Your objective:
Copy out all of the entries below word for word, leaving out the pictures.

The data:
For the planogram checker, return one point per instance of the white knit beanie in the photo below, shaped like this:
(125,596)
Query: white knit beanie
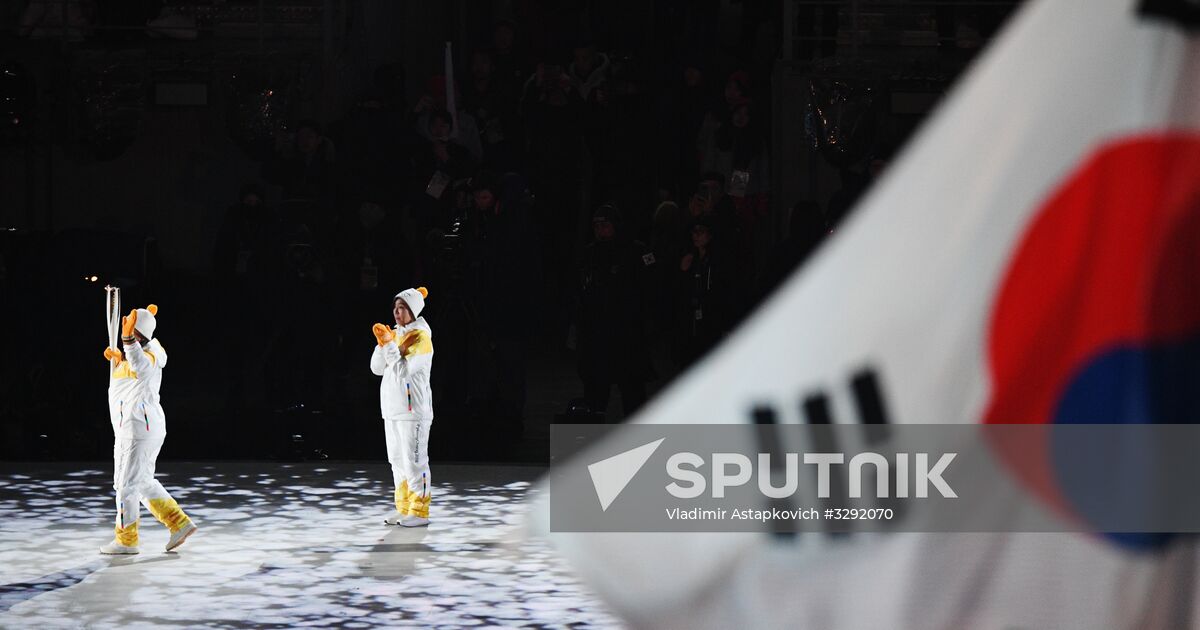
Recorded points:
(413,298)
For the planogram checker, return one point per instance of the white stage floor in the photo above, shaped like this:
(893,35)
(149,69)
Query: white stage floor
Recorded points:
(281,545)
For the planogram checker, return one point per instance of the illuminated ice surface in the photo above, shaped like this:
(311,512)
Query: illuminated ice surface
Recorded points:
(282,545)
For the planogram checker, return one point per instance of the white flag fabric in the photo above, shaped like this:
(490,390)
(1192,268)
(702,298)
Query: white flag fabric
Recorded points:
(1041,222)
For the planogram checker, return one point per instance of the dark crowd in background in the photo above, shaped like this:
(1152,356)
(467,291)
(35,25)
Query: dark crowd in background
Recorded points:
(594,196)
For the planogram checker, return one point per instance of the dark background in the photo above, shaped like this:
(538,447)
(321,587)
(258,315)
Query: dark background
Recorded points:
(130,132)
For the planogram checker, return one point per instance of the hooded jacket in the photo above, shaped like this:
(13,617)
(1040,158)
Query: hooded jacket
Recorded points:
(405,393)
(133,405)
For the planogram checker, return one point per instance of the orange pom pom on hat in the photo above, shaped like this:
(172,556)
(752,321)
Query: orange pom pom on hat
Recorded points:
(414,299)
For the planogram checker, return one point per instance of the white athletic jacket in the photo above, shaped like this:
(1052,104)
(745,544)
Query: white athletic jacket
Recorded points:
(405,391)
(133,393)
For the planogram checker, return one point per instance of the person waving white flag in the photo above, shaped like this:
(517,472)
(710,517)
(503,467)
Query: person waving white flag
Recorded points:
(1024,261)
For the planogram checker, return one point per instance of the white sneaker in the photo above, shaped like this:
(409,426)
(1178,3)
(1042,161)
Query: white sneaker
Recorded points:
(413,521)
(178,538)
(117,549)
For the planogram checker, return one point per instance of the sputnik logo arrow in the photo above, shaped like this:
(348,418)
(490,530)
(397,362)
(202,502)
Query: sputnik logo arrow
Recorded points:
(612,474)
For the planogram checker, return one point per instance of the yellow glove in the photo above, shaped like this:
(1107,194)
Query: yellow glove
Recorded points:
(383,334)
(129,322)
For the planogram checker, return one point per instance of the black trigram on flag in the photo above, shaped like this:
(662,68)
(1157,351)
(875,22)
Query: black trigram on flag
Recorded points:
(873,418)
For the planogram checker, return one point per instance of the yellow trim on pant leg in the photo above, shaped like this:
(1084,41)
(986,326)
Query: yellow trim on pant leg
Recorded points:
(403,496)
(127,535)
(419,505)
(168,513)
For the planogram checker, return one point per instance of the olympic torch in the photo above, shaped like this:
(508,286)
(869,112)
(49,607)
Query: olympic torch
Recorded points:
(113,318)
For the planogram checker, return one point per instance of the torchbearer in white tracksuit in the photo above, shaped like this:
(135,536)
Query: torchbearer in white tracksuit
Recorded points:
(403,358)
(139,427)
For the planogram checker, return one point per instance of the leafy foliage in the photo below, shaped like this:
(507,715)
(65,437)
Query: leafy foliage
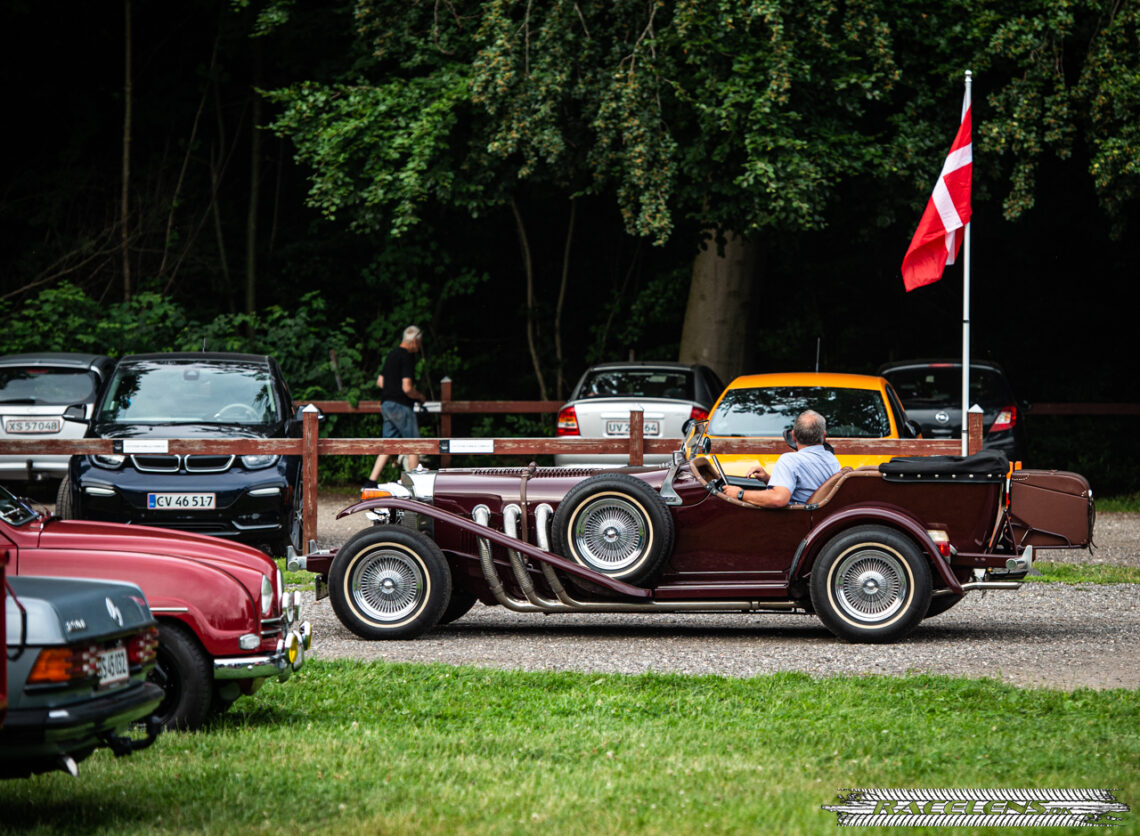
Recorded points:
(65,318)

Final result:
For the planogram checker, return one point per instance of the white knit beanie in the photo below, shaped like this:
(125,596)
Query: white knit beanie
Recorded points:
(413,298)
For the planogram checker, return one point per instance of the white stage floor in the photo above, shaped like this:
(893,35)
(149,69)
Query: white stage floor
Recorded points:
(281,545)
For the planogram checker, return one point per instance of the illuminated ice surface in the photo above, shaped like this:
(311,512)
Query: illuminated ice surface
Recorded points:
(282,545)
For the planogram checker, return one point per instance of the white flag fabric in the photo above, shaped like this:
(490,390)
(1192,268)
(702,298)
Query: white flag fabric
Recorded points:
(1041,222)
For the planogram checker, return one point per instance of the dark crowd in background in the photo above, shaped like this:
(1152,356)
(467,291)
(35,25)
Query: dark crowd in background
Recorded points:
(594,196)
For the planogram checker, return one point per instance of the dark background in the photo above, shaped like this:
(538,447)
(321,587)
(258,315)
Query: dark background
Recorded points:
(130,132)
For the planogram checker, return one point per instance of the hooded jacket in the photo above, shaped like this:
(13,617)
(1040,158)
Query: hooded jacket
Recorded points:
(405,393)
(133,405)
For the planogram checker, return one point per instance of the orange pom pom on hat in the photo above, shaped like this:
(172,556)
(752,321)
Query: orange pom pom on hat
Recorded points:
(414,299)
For the planogram checker, return one point per instance of the white athletic jacket in the photo above, shaped like this:
(1052,104)
(745,544)
Query: white athletic jacket
Recorded points:
(405,391)
(133,393)
For the planogram checker, return one point per instance of the person waving white flag in the photo above, shaped like this:
(517,472)
(710,517)
(503,467)
Query: person waving white flag
Recorded points:
(1024,261)
For the planogram checker, return one point per instance of the white sneaker in the photo above, shaped like this:
(409,426)
(1178,3)
(1042,161)
Query: white sneaker
Recorded points:
(413,521)
(178,538)
(117,549)
For the planogram checker, return one point per instance of the sputnik logo arrow in the photo above, shaped like this:
(348,418)
(490,530)
(397,362)
(202,502)
Query: sputnik logo arrow
Recorded points:
(612,474)
For the planogram checker, return one point per instance of the yellow glove in the photo above, shaped like this:
(1107,194)
Query: yellow glove
Recorded points:
(383,334)
(129,322)
For the planogram checker, return one point per instance of the black trigram on flag in the photo above, shaped like this:
(662,68)
(1157,351)
(875,22)
Query: black trigram on flag
Recorded points:
(873,418)
For the planogram checker, return one point per instance of the yellow trim on pant leg in the photo above, shaped like this:
(1084,41)
(986,326)
Query: yellow trim on pant leg
Recorded points:
(403,496)
(127,535)
(419,505)
(168,513)
For the planogram checker, return one point per instance of the olympic torch in the photo above, shaped like this:
(508,286)
(869,112)
(49,607)
Query: olympic torch
Recorded points:
(113,318)
For the planogram checker, return one point per instance of the torchbearer in white tracksuit in the photo above, shaped like this:
(135,536)
Query: torchbearer in white tracksuit
Recorded points:
(403,358)
(139,427)
For the planogram checker, return one point per instance of the leafy foliage in the photo below, shaped like this:
(507,715)
(65,437)
Query: leafy foliage
Recorded points:
(65,318)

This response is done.